What you have to do:
In the ESM C API commit below, repeat everything from "Initial commit" down to "all model sizes." word for word.

*** Provided text ***

Initial commit

2025-11-30 08:30:10 +08:00
commit f0bd18fb4e
824 changed files with 331919 additions and 0 deletions
--- a/skills/esm/references/esm-c-api.md
+++ b/skills/esm/references/esm-c-api.md
@@ -0,0 +1,583 @@
+# ESM C API Reference
+
+## Overview
+
+ESM C (Cambrian) is a family of protein language models optimized for representation learning and efficient embedding generation. Designed as a drop-in replacement for ESM2, ESM C provides significant improvements in speed and quality across all model sizes.

*** End of Provided text ***
*** Supplied information ***

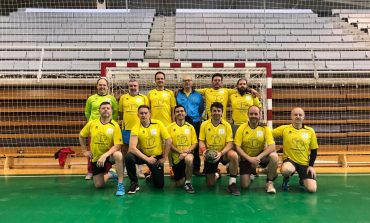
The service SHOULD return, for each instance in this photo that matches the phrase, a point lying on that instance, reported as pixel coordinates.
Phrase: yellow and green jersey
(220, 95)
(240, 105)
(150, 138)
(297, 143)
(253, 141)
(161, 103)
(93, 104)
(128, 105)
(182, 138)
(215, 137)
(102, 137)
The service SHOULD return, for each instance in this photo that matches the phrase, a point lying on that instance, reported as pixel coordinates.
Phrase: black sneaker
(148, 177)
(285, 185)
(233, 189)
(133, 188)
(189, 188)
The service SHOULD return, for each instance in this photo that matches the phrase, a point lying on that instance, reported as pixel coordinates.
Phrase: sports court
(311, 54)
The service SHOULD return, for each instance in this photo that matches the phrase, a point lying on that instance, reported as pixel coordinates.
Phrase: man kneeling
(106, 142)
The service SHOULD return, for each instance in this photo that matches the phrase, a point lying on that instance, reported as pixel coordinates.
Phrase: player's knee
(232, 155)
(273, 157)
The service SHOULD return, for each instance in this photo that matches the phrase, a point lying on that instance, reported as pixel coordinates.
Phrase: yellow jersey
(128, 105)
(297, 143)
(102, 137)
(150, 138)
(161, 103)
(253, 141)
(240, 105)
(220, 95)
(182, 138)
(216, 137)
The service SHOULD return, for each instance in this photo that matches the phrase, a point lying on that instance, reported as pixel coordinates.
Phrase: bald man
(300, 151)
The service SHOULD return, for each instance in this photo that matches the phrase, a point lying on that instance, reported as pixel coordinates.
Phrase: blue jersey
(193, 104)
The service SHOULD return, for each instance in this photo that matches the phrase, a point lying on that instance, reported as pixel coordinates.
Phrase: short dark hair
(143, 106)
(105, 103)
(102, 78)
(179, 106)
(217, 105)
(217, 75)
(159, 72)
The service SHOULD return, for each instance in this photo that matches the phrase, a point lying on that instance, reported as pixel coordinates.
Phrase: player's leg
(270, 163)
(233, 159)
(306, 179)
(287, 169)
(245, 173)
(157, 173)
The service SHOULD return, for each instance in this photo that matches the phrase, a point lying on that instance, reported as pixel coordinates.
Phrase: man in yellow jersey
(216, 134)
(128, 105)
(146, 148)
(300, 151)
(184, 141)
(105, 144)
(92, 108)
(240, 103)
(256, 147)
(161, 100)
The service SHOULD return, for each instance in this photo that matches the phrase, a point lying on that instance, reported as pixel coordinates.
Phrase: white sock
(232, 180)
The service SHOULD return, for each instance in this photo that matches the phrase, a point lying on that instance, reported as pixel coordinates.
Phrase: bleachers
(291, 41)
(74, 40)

*** End of Supplied information ***
*** Supplied information ***

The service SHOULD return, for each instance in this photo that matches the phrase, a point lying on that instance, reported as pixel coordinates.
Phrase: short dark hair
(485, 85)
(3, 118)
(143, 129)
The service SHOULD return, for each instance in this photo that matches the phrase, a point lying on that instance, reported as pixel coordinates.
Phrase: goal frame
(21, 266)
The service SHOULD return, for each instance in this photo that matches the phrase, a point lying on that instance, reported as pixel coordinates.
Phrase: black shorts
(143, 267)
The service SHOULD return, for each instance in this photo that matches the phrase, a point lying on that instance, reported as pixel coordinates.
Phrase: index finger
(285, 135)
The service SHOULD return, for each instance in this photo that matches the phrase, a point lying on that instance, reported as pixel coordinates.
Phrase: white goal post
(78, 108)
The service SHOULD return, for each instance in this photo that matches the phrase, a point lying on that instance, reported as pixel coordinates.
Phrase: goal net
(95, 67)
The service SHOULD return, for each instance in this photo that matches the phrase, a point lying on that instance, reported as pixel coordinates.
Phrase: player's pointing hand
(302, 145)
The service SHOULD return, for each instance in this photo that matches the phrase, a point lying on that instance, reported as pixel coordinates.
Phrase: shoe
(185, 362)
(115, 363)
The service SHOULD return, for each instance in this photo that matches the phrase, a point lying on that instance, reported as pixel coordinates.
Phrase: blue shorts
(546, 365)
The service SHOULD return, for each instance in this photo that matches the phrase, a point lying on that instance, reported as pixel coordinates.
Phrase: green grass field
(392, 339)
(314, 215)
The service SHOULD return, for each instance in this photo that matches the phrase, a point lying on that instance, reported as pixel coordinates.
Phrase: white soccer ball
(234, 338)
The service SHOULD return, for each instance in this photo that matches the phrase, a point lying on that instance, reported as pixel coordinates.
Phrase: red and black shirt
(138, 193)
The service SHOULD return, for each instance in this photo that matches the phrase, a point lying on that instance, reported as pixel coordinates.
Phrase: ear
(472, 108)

*** End of Supplied information ***
*** Supplied information ***

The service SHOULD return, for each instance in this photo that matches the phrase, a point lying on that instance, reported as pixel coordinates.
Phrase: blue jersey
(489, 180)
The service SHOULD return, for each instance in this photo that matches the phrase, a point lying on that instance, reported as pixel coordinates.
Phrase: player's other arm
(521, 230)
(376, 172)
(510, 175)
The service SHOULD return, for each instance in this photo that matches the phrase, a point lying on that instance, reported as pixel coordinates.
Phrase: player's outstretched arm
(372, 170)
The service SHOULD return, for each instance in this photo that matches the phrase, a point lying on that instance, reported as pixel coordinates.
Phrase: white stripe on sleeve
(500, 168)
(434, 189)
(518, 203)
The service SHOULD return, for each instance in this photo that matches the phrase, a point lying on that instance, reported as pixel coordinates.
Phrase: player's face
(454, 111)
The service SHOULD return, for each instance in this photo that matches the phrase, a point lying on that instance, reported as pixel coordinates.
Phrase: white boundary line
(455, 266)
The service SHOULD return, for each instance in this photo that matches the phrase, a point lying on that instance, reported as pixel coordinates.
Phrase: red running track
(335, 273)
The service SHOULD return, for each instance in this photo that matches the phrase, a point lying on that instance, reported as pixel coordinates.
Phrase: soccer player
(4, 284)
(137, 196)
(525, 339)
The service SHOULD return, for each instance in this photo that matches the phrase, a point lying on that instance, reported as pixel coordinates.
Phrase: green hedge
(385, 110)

*** End of Supplied information ***

Task result:
Initial commit

2025-11-30 08:30:10 +08:00
commit f0bd18fb4e
824 changed files with 331919 additions and 0 deletions
--- a/skills/esm/references/esm-c-api.md
+++ b/skills/esm/references/esm-c-api.md
@@ -0,0 +1,583 @@
+# ESM C API Reference
+
+## Overview
+
+ESM C (Cambrian) is a family of protein language models optimized for representation learning and efficient embedding generation. Designed as a drop-in replacement for ESM2, ESM C provides significant improvements in speed and quality across all model sizes.